--- START ---
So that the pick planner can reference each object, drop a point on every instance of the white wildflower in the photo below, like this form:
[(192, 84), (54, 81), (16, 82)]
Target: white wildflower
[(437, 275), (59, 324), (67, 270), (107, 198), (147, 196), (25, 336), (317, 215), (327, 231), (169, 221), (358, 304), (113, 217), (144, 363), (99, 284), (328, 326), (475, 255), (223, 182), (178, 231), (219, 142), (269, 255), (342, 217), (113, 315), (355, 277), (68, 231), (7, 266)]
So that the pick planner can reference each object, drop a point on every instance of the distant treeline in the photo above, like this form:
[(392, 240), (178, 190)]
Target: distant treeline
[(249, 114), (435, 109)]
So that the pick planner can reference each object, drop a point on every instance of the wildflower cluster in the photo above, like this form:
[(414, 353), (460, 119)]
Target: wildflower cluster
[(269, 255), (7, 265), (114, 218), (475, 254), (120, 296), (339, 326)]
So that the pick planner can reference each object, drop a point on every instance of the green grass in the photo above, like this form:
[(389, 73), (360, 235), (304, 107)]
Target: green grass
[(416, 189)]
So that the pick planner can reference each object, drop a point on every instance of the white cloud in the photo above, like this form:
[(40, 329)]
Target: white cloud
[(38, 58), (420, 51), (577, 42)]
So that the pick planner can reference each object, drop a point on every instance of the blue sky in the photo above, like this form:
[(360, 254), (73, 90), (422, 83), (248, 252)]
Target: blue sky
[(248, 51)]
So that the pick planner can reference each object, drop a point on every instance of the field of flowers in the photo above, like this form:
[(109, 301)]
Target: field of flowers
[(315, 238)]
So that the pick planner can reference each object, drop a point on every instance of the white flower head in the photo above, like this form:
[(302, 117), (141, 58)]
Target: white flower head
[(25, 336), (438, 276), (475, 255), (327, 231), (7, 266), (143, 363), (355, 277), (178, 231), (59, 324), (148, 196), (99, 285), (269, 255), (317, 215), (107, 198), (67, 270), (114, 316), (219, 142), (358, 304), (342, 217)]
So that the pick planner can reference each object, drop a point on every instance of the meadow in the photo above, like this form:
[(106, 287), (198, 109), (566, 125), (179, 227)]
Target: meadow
--- END ---
• EXERCISE
Reproduce the material word for word, beginning at the line that contains "of the blue" and continuing through the end of the material.

• WRITTEN ANSWER
So that the pick planner can reference each object, drop a point on every instance of the blue sky in the photo above, like this form:
[(360, 254), (73, 90), (422, 83), (248, 252)]
Target: blue sky
[(248, 51)]
So that the pick planner can reference each object, drop a point on every instance of the field of flowers in the photo above, like this form:
[(109, 301)]
Target: field of flowers
[(315, 238)]
So that the pick planner can reference each object, drop a point on every instance of the white flower head in the photo above, like this form:
[(302, 117), (141, 58)]
Target: white flower head
[(25, 336), (438, 276), (475, 255), (327, 231), (7, 266), (143, 363), (355, 277), (178, 231), (59, 324), (148, 196), (99, 285), (269, 255), (317, 215), (107, 198), (67, 270), (114, 316), (219, 142), (358, 304), (342, 217)]
So that the pick planner can reference each object, drop a point on every instance of the meadow in the photo above, like this form:
[(106, 287), (198, 109), (566, 125), (179, 227)]
Target: meadow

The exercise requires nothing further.